**Goal:** All records must be quoted exactly. Omit the pictures.

(Named object pointing entries)
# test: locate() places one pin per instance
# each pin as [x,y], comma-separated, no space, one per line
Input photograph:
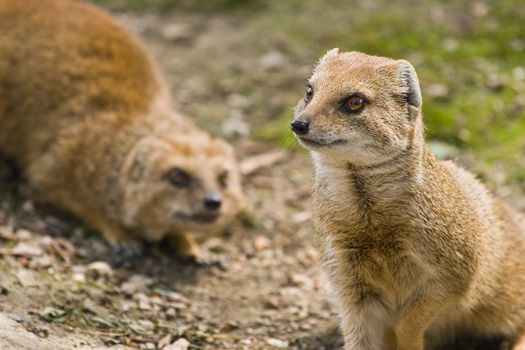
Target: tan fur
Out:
[87,117]
[417,250]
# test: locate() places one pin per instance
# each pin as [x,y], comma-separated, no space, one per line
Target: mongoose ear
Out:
[329,54]
[408,75]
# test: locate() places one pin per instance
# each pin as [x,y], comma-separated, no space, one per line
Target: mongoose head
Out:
[187,183]
[359,108]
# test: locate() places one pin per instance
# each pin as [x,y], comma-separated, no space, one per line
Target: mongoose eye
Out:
[178,177]
[354,104]
[223,179]
[309,93]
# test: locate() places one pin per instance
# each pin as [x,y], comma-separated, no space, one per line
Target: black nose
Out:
[300,127]
[212,202]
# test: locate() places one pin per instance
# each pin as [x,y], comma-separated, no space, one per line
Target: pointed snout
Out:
[212,201]
[300,126]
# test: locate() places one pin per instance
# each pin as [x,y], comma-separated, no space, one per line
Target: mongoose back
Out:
[417,250]
[86,116]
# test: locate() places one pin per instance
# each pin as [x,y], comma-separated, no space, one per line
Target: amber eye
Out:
[309,93]
[223,179]
[179,177]
[354,104]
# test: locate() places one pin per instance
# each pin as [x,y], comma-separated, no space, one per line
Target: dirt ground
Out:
[261,288]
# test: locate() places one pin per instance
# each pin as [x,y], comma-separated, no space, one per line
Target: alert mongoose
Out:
[417,250]
[87,117]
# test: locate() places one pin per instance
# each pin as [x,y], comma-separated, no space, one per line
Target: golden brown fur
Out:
[86,116]
[417,250]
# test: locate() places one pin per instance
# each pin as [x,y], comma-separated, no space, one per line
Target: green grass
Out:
[475,50]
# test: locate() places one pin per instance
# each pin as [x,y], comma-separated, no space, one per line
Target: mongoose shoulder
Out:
[87,117]
[417,250]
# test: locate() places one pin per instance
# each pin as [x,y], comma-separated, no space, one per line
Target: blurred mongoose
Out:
[86,116]
[417,250]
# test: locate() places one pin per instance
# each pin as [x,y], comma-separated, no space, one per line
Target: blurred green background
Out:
[470,57]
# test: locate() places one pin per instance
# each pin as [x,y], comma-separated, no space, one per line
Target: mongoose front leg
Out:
[364,327]
[185,245]
[410,329]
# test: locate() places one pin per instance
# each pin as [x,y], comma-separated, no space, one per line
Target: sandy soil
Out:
[262,288]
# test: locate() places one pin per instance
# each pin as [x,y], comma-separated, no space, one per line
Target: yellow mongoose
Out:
[86,116]
[416,250]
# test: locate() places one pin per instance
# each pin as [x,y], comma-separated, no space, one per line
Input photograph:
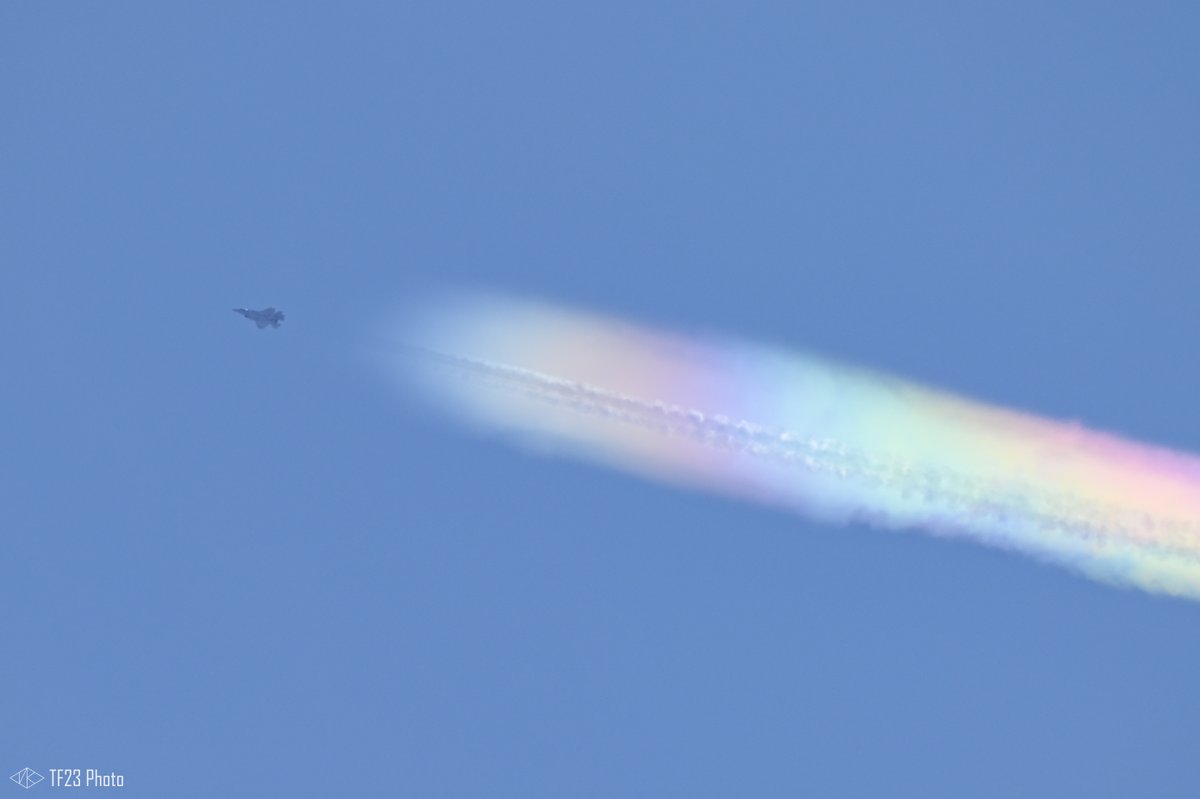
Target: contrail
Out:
[834,442]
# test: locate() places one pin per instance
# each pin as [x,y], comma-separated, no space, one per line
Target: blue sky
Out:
[238,563]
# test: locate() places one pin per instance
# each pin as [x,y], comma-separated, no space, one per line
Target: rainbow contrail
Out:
[835,442]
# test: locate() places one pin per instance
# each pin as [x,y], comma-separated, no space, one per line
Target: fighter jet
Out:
[264,318]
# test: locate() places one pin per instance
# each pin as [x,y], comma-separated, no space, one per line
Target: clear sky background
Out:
[235,563]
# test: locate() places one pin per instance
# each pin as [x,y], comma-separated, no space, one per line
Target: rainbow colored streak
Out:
[834,442]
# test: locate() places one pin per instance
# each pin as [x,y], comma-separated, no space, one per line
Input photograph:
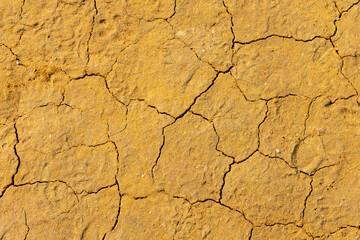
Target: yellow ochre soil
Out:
[179,119]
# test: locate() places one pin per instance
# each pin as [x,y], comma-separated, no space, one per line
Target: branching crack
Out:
[90,34]
[118,212]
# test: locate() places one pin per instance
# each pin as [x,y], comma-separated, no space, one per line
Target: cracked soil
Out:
[179,119]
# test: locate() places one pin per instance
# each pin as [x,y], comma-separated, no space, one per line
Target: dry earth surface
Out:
[179,119]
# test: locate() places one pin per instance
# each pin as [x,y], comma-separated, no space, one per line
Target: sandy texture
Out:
[179,119]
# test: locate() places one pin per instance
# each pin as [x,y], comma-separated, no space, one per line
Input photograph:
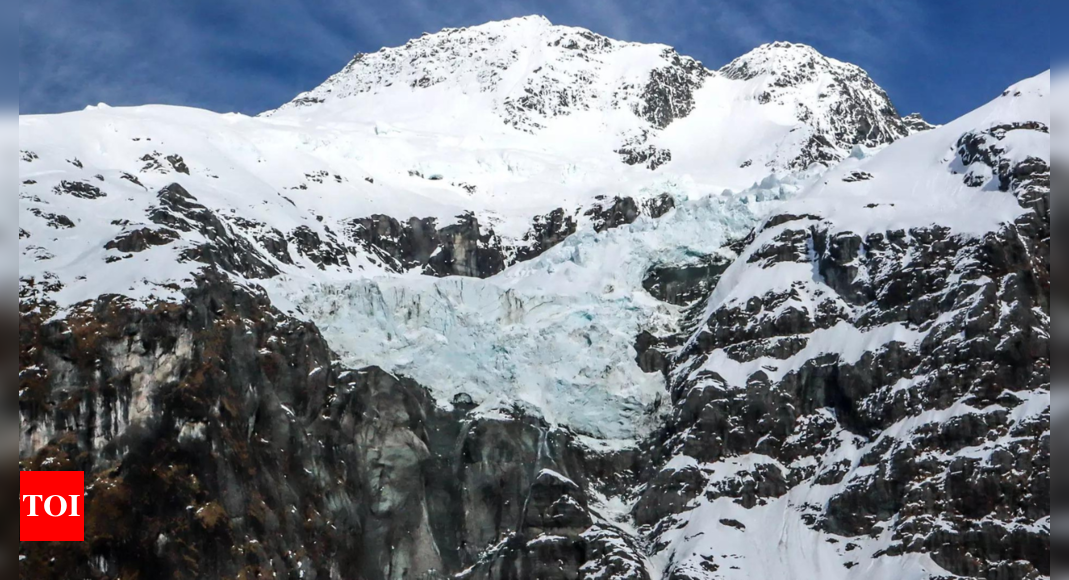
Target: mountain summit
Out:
[539,78]
[521,301]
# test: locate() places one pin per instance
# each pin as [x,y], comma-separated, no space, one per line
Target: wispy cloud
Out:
[232,55]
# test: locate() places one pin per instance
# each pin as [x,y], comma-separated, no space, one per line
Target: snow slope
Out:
[784,323]
[507,121]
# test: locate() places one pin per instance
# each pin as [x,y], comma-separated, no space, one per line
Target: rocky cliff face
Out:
[839,369]
[220,439]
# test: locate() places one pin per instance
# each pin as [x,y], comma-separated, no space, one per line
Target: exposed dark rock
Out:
[619,212]
[78,189]
[650,156]
[985,301]
[141,239]
[684,284]
[323,251]
[656,207]
[180,212]
[546,232]
[177,163]
[669,93]
[220,439]
[916,123]
[53,220]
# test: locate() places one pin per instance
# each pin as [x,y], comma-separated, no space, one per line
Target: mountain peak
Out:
[783,58]
[525,69]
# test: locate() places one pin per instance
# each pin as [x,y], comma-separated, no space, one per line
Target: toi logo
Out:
[51,506]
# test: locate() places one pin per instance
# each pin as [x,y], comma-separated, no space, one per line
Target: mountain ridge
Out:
[391,342]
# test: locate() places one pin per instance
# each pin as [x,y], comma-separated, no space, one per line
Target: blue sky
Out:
[942,58]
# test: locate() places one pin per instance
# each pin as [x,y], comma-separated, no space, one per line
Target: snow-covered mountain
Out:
[663,322]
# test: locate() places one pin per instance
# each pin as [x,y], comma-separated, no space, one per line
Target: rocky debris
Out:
[133,179]
[177,163]
[986,158]
[948,483]
[55,221]
[141,239]
[650,156]
[657,206]
[78,189]
[567,80]
[269,238]
[857,176]
[179,210]
[152,163]
[916,123]
[669,93]
[851,109]
[220,439]
[324,251]
[546,232]
[685,284]
[466,249]
[613,214]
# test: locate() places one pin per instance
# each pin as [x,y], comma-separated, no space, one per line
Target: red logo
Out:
[52,506]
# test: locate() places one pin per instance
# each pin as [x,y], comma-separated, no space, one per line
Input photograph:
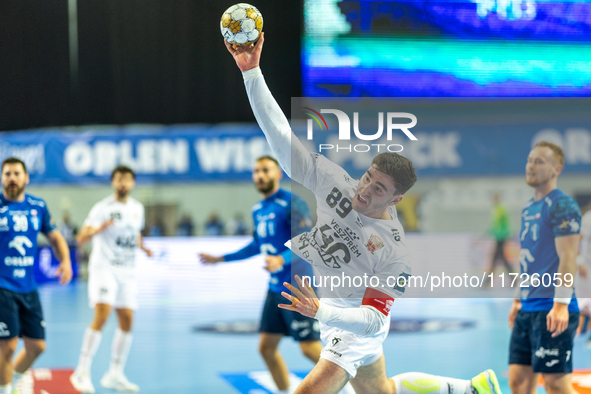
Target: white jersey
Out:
[115,245]
[345,242]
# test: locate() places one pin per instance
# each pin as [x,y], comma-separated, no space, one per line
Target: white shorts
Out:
[350,351]
[114,287]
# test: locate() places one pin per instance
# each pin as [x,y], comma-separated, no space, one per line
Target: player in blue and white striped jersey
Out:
[279,215]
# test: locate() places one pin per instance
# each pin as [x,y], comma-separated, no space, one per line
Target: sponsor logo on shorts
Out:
[551,363]
[374,243]
[4,332]
[542,353]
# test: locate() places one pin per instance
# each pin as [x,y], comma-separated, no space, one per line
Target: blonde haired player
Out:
[114,225]
[357,232]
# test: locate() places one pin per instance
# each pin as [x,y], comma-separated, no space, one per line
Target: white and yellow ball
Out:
[241,24]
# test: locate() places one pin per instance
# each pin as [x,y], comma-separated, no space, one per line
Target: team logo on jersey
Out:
[4,224]
[19,242]
[374,243]
[35,219]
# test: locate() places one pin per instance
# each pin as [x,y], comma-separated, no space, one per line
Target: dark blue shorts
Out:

**Exercise answer:**
# test: locate() places one pin per instance
# each pin as [x,y], comma-separated, no space, one per line
Input photograph:
Target: tan fur
Out:
[87,117]
[417,250]
# test: locate() places one pin per instance
# each pin as [x,y], comma-separated, no space, one per line
Target: mongoose ear
Out:
[329,54]
[408,75]
# test: locate() places one pin per instance
# each pin as [x,y], comma-separated, no space, one per line
Target: mongoose head
Out:
[187,183]
[359,108]
# test: locate() places one pin per instance
# each pin as [x,y], comma-separated, no space, one per line
Target: mongoose eye
Out:
[178,177]
[354,104]
[223,179]
[309,93]
# test: locate() places one pin per instance
# each pin as [x,y], comma-separated, no space, one per line
Target: black nose
Out:
[300,127]
[212,202]
# test: locate() places one pin per instance
# each pin as [x,y], comma-separated, no space, one per line
Target: pointed snout
Out:
[212,201]
[300,126]
# test: locate() places one pin per instance
# each pin as [x,y], comma-separated, no space, one per line
Target: mongoose back
Out:
[417,250]
[86,116]
# test: locate() places one pin per instance
# each pin as [x,y], comma-separated, no space, one per line
Target: amber eye
Out:
[309,93]
[223,179]
[179,177]
[354,104]
# test: locate() places one pin per instance
# each pin as [x,y], comma-separated, no space, one per line
Target: dirt ground
Out:
[261,288]
# test: locate() places one pin per instance
# each pin as [x,y], comma-separated, no space, one per line
Target: alert mongoose
Out:
[417,250]
[87,117]
# test: locate() places one pin per instance
# each pin as [x,y], comma-separated, no space, one per line
Target: golden brown fur
Out:
[86,116]
[417,250]
# test: locate() places one pin per instance
# each pin as [x,y], comma-separated, no space, one per line
Target: green grass
Out:
[475,50]
# test: locate() places one pin per instance
# each pin as [x,y], comma-separated, no space, one per line
Target: mongoose shoulder
Out:
[87,117]
[417,250]
# test: locate() places one pin per instance
# each pin as [x,y], comma-separated, no space, one per line
Target: blurred mongoose
Out:
[86,116]
[417,250]
# test: locate() places one pin per instance
# each pin as [x,y], comma-separated, no space, one per line
Target: blurred green background
Out:
[470,57]
# test: locate() places one pin per instance
# each pin as [x,y], comma-separated, no space, one per line
Target: mongoose front leg
Out:
[364,327]
[185,245]
[410,329]
# test: locate() places one pin per instance
# each pin as [x,y], comma-separated, no space, one per line
Target: sandy soil
Out:
[262,288]
# test: locate() places one pin per instance
# each pin as [x,y], comma-separated, no space, one per line
Target: yellow mongoose
Out:
[86,116]
[416,250]
# test: locate() places one pin per instance
# each pin as [x,y], comma-separated, no space, one per line
Input photograph:
Target: contrail
Out:
[834,442]
# test: locate() places one pin per instance
# each pin as [x,y], comma-separated, no space, one per line
Target: blue sky
Out:
[238,563]
# test: locate() places one pin per instance
# each pin as [x,y], comma-separated, no space, one per line
Target: rainbow contrail
Out:
[835,442]
# test: locate() places one pin per instance
# each pin as [x,y], comma-separated, no space, one per line
Target: fighter jet
Out:
[264,318]
# test: locate() places one pin per instance
# each pin as [x,y], comma-separated, no space, one per line
Target: clear sky background
Out:
[235,563]
# test: locate() places one pin per instance
# each pin as [x,y], comma-separated, no space, one per line
Target: rainbow colored streak
Out:
[834,442]
# test: locate() places one pin per instance
# each pin as [x,y], comma-separated, no space, one per line
Input photograph:
Target: yellow ochre soil
Out:
[179,119]
# test: locate() places one pin per instance
# each pin as [x,y], comma-separated, no space, one per line
Target: branching crack
Out:
[90,34]
[118,212]
# test: locate() places one pin per instance
# each pin as [x,y], comma-separated, no space, one per line
Target: cracked soil
Out:
[179,119]
# test: locate() places one pin per instance
# each pin as [x,y], comma-separated, no space, one per line
Target: dry earth surface
Out:
[179,119]
# test: locate() places one pin per instance
# each pin as [x,y], comma-separated, no space, one per line
Target: sandy texture
Out:
[179,119]
# test: locate() places one pin per instance
# each pin as [x,y], comma-separated, no space, one per line
Input photograph:
Target: mountain summit
Out:
[539,78]
[521,301]
# test: locate() places one pin per instance
# each pin as [x,y], comma-separated, no space, one per line
Target: wispy cloud
Out:
[232,55]
# test: locate() places one pin per instance
# each pin as [x,y], comma-separated, no space, one per line
Target: snow slope
Out:
[784,323]
[507,121]
# test: locate() places one pin per instance
# each pin as [x,y], comma-separated, no space, one per line
Target: rocky cliff face
Out:
[839,369]
[220,439]
# test: locate() places one pin per instance
# each pin as [x,y], comma-separated, no space, one per line
Target: exposed dark rock
Out:
[619,212]
[78,189]
[650,156]
[985,301]
[141,239]
[684,284]
[323,251]
[656,207]
[180,212]
[546,232]
[177,163]
[669,93]
[220,439]
[916,123]
[53,220]
# test: locate() places one pin per instance
# each pin as [x,y], comma-separated, no space, one per line
Target: mountain peak
Out:
[783,58]
[525,69]
# test: locate() places one pin per instance
# each pin as [x,y], comma-separated, no space, one per line
Target: toi logo
Out:
[51,506]
# test: locate() places one pin per instance
# each pin as [x,y], comma-separated, no space, one per line
Target: mountain ridge
Out:
[391,342]
# test: locate() places one pin per instance
# each pin as [x,y], comma-separated, no space, one per line
Target: blue sky
Out:
[942,58]
# test: locate() places one pin per instance
# each pin as [x,y], comma-separated, no space, one per line
Target: snow-covered mountain
Out:
[663,322]
# test: locate() places one pin per instance
# each pin as [x,y], comma-separated, no space, one per line
Target: rocky debris
Out:
[133,179]
[177,163]
[986,158]
[948,483]
[55,221]
[141,239]
[650,156]
[657,206]
[78,189]
[567,80]
[269,238]
[857,176]
[179,210]
[152,163]
[916,123]
[669,93]
[851,109]
[220,439]
[324,251]
[546,232]
[685,284]
[466,249]
[613,214]
# test: locate() places one pin per instance
# each pin as [x,y], comma-separated, no space, one per line
Target: red logo
Out:
[52,506]
# test: locate() places one pin per instance
# each pin as [x,y], comma-separated, no space, one per line
Input photograph:
Target: white jersey
Out:
[115,245]
[345,242]
# test: locate() places one pin per instance
# each pin as [x,y], comma-separated, no space, one per line
Target: white shorts
Out:
[350,351]
[114,287]
# test: locate() places one pin per instance
# each pin as [x,y], comma-separated, no space, one per line
Target: player in blue and white striped jersey
Out:
[279,215]
# test: locate() places one pin per instance
# each pin as [x,y], comma-separated, no space, one per line
Target: sponsor logo on shorts
Out:
[551,363]
[374,243]
[4,332]
[542,353]
# test: locate() places one pin per instance
# each pin as [x,y], comma-separated, no space, one per line
Target: blonde haired player
Out:
[114,225]
[357,232]
# test: locate() places one pin per instance
# each pin as [x,y], comma-separated, no space, one per line
Target: white and yellow ball
Out:
[241,24]
# test: locate() places one pin per instance
# each pin as [x,y], comma-separated, no space, one per line
Target: team logo on jersey
Out:
[4,224]
[19,242]
[374,243]
[35,219]
# test: locate() places one pin per instance
# each pin as [x,y], comma-separated, no space, one per line
Target: dark blue shorts
Out:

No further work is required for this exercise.